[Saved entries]
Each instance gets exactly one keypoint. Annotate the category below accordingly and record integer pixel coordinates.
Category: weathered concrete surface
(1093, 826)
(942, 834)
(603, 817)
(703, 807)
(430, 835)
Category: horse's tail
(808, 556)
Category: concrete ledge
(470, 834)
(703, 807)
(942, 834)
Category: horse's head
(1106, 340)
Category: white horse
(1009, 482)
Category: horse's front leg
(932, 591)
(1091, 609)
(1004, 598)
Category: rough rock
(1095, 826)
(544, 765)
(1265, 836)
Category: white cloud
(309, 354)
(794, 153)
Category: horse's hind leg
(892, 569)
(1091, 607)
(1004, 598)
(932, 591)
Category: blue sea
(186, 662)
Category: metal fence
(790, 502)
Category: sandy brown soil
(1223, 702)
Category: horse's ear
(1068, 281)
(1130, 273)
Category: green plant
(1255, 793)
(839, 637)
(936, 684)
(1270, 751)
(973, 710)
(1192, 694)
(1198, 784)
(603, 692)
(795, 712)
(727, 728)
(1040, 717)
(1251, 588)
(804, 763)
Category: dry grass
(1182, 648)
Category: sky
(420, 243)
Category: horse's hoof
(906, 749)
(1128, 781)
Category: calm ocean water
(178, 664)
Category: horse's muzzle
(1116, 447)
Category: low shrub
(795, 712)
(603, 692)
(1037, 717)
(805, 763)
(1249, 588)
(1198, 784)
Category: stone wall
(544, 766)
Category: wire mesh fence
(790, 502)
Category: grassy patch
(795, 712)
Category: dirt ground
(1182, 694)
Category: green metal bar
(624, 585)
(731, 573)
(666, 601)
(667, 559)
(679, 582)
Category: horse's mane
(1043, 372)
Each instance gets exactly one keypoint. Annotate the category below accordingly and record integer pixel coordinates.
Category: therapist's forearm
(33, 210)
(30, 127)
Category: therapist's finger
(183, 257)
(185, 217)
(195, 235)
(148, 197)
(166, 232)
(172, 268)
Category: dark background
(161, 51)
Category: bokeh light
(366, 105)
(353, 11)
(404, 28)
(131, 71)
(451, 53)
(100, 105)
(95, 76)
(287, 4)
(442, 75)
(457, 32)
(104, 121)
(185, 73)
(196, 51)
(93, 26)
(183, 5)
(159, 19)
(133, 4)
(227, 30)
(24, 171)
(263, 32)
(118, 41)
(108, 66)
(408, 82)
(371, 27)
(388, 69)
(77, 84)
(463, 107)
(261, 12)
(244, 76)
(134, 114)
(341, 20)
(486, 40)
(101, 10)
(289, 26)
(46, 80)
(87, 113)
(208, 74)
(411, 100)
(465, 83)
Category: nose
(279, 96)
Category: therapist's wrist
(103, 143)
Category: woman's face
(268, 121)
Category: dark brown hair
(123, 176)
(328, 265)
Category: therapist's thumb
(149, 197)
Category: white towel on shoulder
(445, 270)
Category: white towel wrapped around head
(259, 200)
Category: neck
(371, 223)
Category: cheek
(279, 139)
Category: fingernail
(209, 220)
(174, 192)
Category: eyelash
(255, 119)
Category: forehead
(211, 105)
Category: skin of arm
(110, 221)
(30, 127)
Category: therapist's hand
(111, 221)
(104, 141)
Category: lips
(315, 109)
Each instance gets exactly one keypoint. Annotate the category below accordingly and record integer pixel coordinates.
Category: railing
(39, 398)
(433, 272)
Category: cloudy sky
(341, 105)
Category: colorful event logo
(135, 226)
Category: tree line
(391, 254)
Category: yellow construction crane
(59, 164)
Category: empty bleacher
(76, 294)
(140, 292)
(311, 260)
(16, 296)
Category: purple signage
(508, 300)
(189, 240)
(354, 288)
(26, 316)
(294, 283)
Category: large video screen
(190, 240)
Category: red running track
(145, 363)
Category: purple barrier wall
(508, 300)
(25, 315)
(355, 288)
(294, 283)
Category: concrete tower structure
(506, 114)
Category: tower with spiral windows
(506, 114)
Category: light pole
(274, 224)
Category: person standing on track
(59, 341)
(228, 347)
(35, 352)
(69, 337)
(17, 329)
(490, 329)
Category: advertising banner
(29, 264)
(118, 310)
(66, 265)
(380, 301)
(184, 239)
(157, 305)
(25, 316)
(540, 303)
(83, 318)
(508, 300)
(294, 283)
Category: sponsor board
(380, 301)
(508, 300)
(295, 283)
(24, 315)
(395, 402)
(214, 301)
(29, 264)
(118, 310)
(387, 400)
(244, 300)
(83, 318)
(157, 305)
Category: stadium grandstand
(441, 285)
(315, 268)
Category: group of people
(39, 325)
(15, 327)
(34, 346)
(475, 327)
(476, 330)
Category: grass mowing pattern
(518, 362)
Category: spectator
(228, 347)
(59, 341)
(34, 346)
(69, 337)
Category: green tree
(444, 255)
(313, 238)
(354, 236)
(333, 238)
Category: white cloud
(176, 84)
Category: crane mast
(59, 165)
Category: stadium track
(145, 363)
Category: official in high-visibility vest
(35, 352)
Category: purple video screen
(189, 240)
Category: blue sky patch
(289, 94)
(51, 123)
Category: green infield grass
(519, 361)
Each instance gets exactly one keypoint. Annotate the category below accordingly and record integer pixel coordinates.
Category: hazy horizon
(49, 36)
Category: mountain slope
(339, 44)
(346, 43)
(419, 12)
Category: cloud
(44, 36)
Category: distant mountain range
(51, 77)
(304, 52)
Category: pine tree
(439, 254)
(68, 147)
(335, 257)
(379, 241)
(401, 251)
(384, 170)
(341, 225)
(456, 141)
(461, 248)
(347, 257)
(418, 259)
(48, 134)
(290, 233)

**ASSIGNED TASK:**
Reproduce nothing but the lines from the line containing "Category: green infield grass" to the last line of the data, each exactly as written.

**ANSWER BOX:**
Category: green infield grass
(519, 361)
Each instance gets exactly one keypoint. Annotate the category below accordingly and record integer pixel coordinates.
Category: hazy horizon
(49, 36)
Category: mountain slope
(339, 44)
(346, 43)
(419, 12)
Category: cloud
(44, 36)
Category: distant mountain range
(51, 77)
(304, 52)
Category: pine tree
(439, 254)
(68, 147)
(335, 257)
(379, 241)
(401, 251)
(384, 170)
(341, 225)
(456, 141)
(461, 248)
(347, 257)
(418, 259)
(48, 134)
(290, 233)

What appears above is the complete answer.